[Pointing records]
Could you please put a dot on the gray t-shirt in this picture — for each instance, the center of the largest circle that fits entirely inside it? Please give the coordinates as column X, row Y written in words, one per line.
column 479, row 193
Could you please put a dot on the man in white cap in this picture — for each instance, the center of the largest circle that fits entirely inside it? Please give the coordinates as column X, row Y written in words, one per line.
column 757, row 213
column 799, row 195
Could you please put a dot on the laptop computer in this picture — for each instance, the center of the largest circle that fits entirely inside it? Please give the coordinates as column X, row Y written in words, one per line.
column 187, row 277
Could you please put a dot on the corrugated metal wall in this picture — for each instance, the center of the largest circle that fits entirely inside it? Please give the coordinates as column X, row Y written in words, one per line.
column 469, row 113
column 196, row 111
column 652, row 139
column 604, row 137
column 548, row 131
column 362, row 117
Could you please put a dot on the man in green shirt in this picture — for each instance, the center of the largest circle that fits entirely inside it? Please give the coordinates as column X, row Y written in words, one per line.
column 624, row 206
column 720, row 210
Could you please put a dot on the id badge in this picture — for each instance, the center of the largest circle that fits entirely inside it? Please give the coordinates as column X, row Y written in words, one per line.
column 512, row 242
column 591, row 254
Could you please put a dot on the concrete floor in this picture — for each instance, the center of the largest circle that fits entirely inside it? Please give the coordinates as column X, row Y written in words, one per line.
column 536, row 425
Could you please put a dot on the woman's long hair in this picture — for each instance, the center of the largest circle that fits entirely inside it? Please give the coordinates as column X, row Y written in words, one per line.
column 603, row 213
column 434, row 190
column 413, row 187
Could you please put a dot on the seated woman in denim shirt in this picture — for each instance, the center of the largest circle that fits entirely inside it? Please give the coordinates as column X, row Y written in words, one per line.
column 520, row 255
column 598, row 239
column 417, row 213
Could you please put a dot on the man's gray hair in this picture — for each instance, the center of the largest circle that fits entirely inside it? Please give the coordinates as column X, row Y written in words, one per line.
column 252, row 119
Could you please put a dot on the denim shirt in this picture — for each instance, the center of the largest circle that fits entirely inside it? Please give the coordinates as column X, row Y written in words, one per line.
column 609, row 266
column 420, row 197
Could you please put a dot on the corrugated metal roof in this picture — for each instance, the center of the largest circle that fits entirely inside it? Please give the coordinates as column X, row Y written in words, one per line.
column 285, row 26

◆ **To do**: Every entry should be printed again exactly as it stands.

◆ **Answer to the exercise**:
Could you please put a dot on the gray t-shirt in this picture — for each instance, the center of the largest circle that fits entirely inside it? Please give the coordinates as column X, row Y written in words, one per line.
column 479, row 193
Could you please put a dot on the man in white cap in this picture — for each instance, the center of the largest circle that fits entirely inside it? Please give the coordinates as column X, row Y written in words, one per line.
column 757, row 213
column 799, row 195
Could you please put a dot on the laptop computer in this picture — for each instance, the center of the largest circle that fits entirely inside it? Please give the coordinates as column X, row Y written in words, one per line.
column 187, row 277
Could you please put a dot on the corrugated metal wall in this picture — for each instance, the center of the largest circle that fits entirely inside it? Please give the coordinates as column X, row Y written in words, one per line.
column 469, row 113
column 196, row 111
column 652, row 139
column 604, row 137
column 548, row 131
column 362, row 117
Could you please put a dot on the man in green shirt in this picture — for each instance, the center of the largest circle that fits entirely inside it? Please give the coordinates as column X, row Y written in words, one per line.
column 624, row 206
column 720, row 210
Could you please put a dot on the id badge in this picture — for each instance, the center of the largest circle that fits entirely inside it? Please give the coordinates as column X, row Y written in words, one per line.
column 512, row 242
column 591, row 254
Could you please put a dot on the concrete floor in this picture — for each instance, the center of the largest circle that fits entirely inside it? Please give the coordinates as column X, row Y written in words, one per line.
column 536, row 425
Could you please put a dot on the woman's long hair in this picture — for each instance, the center of the largest circle that fits entirely inside it? Please give the coordinates as column X, row Y written in words, one per line.
column 603, row 213
column 434, row 190
column 413, row 187
Could you please put a dot on the seated woman in denim shirt in this picture — for each instance, the center of the largest circle that fits entirely inside it? Please give the coordinates as column X, row Y written in words, one per line.
column 520, row 255
column 598, row 239
column 417, row 213
Could you please put a dot on the man's gray hair in this picture — for each instance, the center of the largest circle that fits entirely inside it? Please give the coordinates as column X, row Y written in words, one per line.
column 252, row 119
Could you please put a dot on the denim shirt in this picture — for each instance, the center of the largest circle that fits entirely inside it? Please give the coordinates as column X, row Y written in words, one per line.
column 609, row 266
column 420, row 197
Could you please put a dot on the corrugated metal roof in this picture — for each instance, the center of the largest circle that fits entirely inside it? Please give the coordinates as column X, row Y written in words, one per line.
column 285, row 26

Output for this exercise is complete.